* **EXERCISE**:
Among the lines of the data below, count those that hold the word "countertop". Answer with the number alone.

* **TASK INPUTS**:

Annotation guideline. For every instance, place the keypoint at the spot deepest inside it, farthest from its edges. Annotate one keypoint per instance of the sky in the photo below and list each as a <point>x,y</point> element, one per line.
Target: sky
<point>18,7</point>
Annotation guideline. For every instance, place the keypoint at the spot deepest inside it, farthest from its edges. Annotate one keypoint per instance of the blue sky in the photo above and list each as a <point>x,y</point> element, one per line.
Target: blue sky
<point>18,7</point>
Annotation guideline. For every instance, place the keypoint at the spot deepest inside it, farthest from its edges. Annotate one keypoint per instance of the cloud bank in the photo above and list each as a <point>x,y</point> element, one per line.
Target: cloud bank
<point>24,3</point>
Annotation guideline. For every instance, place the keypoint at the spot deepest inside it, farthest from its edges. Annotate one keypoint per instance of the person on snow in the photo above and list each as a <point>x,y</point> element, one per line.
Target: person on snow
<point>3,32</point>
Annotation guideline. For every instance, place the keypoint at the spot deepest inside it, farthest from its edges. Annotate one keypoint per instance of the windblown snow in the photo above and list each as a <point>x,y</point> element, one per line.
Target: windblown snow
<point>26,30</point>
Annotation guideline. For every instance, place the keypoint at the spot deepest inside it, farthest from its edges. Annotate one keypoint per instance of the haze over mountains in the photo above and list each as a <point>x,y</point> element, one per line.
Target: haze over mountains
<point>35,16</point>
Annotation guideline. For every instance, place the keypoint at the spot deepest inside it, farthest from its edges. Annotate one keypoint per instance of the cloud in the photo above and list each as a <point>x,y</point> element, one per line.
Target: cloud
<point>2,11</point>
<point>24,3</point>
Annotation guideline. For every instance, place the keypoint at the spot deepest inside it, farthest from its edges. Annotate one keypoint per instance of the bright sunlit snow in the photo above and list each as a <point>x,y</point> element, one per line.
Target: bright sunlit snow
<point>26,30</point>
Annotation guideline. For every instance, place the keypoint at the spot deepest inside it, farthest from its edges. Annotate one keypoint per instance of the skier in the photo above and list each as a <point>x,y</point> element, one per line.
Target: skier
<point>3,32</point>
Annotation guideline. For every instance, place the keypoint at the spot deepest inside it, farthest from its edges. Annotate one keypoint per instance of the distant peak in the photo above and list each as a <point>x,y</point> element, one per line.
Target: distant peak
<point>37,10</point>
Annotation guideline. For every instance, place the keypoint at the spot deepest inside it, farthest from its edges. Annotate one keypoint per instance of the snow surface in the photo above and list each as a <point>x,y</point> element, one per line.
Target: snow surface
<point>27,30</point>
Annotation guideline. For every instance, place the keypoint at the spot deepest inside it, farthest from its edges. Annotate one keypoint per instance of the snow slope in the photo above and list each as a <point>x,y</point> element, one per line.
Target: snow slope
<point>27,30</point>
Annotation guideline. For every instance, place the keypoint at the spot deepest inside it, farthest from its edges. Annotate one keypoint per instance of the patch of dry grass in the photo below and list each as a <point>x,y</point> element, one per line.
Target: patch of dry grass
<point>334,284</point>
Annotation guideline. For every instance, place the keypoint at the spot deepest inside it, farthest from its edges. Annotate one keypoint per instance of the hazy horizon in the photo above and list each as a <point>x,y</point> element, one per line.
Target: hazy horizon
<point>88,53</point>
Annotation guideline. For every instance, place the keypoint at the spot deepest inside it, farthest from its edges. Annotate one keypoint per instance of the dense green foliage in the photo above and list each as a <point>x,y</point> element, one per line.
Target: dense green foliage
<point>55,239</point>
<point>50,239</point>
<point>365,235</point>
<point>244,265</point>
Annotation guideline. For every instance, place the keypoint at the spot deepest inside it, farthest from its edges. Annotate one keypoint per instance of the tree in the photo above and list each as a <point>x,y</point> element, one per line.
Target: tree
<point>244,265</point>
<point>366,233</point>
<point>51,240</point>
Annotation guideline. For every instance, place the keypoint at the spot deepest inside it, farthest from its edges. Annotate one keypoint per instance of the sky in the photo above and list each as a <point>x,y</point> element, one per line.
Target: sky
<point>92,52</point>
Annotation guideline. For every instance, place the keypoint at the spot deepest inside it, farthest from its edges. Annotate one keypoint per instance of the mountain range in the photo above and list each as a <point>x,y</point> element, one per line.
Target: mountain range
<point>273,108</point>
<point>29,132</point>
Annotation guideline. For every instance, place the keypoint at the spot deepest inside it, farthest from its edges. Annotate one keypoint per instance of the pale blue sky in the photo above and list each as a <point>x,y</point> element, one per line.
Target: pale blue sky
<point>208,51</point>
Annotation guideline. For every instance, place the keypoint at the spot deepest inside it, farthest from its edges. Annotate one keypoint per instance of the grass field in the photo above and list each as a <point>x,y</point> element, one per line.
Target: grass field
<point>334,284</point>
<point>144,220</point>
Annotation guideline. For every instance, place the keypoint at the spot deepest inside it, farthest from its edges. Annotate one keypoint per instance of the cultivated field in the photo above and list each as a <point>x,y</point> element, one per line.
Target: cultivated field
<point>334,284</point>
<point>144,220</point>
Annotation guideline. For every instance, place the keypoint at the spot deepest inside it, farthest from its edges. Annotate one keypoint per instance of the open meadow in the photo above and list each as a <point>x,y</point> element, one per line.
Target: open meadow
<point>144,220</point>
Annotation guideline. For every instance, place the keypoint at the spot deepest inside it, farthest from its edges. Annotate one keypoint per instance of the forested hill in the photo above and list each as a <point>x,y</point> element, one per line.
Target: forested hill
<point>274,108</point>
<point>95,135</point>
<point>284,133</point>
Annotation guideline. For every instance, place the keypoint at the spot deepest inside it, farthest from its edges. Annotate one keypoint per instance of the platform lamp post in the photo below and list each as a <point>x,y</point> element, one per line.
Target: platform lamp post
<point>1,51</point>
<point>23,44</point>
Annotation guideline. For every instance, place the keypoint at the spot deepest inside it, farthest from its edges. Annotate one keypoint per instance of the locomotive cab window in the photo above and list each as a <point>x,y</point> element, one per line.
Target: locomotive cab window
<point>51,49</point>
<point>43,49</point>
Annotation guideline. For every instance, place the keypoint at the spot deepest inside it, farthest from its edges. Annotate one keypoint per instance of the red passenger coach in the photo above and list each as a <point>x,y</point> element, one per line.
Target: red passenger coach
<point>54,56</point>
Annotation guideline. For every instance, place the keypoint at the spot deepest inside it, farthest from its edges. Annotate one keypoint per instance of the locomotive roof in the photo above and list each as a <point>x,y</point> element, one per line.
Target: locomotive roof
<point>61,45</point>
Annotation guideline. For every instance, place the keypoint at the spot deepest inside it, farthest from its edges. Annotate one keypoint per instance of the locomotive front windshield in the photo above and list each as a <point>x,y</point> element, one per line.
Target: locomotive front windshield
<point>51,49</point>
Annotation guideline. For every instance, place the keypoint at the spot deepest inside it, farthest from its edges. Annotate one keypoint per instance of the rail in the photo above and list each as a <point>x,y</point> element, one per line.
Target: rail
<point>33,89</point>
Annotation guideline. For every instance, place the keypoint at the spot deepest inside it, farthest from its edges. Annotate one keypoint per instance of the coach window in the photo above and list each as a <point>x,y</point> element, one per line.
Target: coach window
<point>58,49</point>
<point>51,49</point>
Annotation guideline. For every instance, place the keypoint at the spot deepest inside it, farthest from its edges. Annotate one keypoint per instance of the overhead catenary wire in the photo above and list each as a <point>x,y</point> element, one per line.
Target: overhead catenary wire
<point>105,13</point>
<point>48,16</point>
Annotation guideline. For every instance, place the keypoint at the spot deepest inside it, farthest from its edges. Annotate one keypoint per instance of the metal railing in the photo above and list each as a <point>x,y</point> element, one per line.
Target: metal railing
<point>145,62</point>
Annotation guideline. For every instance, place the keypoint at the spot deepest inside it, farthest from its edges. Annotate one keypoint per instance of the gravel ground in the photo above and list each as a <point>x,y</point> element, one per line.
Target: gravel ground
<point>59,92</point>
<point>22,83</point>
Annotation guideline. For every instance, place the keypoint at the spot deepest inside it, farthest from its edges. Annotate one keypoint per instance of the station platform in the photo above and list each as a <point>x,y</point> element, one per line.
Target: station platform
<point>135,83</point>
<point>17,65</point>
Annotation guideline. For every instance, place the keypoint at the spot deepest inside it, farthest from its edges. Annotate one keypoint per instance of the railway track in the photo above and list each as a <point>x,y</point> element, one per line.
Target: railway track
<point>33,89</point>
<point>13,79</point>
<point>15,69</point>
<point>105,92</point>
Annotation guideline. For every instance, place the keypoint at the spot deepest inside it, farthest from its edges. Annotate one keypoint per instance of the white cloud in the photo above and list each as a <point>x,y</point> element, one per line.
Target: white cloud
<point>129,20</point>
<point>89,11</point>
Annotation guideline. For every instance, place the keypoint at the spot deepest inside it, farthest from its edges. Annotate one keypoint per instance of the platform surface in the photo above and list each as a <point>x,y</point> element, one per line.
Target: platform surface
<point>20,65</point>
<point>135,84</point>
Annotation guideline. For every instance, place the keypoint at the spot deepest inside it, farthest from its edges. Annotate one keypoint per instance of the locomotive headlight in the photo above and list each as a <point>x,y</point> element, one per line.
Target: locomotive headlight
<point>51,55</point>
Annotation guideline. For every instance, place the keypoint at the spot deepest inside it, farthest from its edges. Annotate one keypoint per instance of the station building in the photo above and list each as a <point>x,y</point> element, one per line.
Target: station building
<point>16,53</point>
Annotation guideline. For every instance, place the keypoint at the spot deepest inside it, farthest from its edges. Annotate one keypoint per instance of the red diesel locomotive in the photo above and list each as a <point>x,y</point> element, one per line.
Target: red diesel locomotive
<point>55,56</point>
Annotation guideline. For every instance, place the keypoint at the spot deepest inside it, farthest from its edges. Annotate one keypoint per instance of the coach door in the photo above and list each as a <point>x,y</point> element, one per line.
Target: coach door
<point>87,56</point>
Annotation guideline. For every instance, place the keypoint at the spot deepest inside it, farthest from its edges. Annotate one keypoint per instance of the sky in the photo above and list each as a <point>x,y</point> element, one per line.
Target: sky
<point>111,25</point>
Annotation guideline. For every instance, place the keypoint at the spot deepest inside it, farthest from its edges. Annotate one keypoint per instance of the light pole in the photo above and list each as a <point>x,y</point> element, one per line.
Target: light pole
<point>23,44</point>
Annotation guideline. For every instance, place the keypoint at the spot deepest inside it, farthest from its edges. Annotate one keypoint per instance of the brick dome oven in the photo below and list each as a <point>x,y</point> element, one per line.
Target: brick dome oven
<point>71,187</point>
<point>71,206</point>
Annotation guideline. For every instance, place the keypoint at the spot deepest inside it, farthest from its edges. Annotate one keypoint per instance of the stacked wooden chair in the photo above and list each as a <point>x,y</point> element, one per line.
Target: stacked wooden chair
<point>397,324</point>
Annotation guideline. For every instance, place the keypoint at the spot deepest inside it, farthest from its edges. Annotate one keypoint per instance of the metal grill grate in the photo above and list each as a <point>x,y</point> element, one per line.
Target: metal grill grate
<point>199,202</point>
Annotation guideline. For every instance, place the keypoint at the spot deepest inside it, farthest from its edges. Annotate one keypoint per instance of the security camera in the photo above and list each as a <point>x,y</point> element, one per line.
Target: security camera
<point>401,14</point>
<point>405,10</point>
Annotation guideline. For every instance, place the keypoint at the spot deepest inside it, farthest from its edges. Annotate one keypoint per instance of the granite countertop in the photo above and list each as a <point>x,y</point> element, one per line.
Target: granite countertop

* **TASK RESPONSE**:
2